#### Texte à analyser:
★ ★ ★ ★ ★ ★ ★

Il y a évidemment le masque qui est peut-être la structure la plus répandue. Parce qu'on le trouve depuis le Nord jusqu'au Sud en passant par le Centre. Il y a l'institution qu'on appelle le « kwi » qui est plus vieille que le masque. Il y a les ''hommes panthères'' qui sont plus récents. C'est un héritage du contact avec le pays gnaboua. Et puis, il y a ce qu'on appelle le ''blon'' qui est l'initiation des filles et des garçons à partir de l'excision et de la circoncision.


•Qui est soumis à ces rites et à quelles conditions ?

Les masques, le kwi et les panthères, d'une manière générale, concernent les hommes. Ce sont des jeunes gens qui, après leur circoncision, sont retenus pour être, soit des serviteurs des masques, soit du kwi, ou pour être des hommes panthères. Maintenant, en ce qui concerne le blon, c'est la circoncision pour les garçons et l'excision pour les filles.

★ ★ ★ ★ ★ ★ ★

#### Données étudiées:
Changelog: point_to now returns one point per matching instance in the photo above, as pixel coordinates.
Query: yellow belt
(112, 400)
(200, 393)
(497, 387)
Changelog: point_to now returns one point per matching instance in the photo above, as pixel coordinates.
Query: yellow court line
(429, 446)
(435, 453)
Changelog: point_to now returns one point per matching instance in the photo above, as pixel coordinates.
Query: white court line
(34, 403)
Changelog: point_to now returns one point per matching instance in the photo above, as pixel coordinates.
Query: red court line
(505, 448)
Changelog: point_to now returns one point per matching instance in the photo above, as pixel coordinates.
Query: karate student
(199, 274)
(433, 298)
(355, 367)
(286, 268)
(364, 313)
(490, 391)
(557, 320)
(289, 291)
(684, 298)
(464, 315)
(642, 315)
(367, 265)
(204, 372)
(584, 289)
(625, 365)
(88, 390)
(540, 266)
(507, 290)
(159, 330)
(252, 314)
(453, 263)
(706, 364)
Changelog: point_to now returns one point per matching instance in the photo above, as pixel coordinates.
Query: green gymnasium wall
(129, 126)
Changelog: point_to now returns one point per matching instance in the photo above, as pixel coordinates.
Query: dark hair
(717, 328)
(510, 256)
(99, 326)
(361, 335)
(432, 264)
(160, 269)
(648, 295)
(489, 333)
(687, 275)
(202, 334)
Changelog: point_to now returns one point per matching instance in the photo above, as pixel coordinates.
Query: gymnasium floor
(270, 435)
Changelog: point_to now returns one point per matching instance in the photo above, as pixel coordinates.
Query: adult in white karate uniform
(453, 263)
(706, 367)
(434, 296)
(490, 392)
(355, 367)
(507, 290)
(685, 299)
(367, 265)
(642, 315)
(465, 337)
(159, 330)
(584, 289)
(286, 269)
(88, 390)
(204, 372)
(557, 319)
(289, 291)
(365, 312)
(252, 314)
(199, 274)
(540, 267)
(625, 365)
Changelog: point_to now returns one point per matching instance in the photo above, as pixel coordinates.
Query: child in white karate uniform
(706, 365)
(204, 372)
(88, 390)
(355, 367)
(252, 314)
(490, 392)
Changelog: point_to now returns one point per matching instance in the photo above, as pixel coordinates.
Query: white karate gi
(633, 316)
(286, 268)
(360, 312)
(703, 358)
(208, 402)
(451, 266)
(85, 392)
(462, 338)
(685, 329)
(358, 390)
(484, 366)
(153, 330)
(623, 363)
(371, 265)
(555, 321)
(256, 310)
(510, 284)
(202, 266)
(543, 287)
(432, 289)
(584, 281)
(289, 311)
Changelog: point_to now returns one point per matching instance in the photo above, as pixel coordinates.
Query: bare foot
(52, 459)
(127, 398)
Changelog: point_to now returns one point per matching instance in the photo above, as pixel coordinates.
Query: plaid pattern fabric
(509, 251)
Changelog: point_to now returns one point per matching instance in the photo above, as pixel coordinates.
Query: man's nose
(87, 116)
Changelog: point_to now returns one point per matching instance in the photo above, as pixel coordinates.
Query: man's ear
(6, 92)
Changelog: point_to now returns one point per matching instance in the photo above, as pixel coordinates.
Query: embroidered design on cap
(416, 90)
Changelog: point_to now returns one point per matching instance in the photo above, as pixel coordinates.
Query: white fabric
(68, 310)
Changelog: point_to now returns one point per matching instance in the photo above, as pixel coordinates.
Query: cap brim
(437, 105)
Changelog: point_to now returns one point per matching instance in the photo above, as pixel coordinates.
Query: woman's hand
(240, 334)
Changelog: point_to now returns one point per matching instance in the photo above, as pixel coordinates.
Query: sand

★ ★ ★ ★ ★ ★ ★

#### Consigne:
Reprenez le texte sur les rites d'initiation et écrivez la suite, juste après sa dernière phrase.

#### Production attendue:
•La circoncision et l'excision se font à quel âge ?

16 ou 17 ans. C'est maintenant que les garçons sont circoncis à la naissance. Sinon, avant, c'était l'une des étapes de l'initiation à travers laquelle on devait montrer le courage, faire honneur à la famille. Au niveau des garçons, aujourd'hui c'est pratiquement nul. C'est avec les filles que l'excision continue dans certains milieux. Chez les garçons ils sont circoncis dès le bas âge.


•L'absence de l'excision et de la circoncision ne dévalorise-t-elle pas l'institution ?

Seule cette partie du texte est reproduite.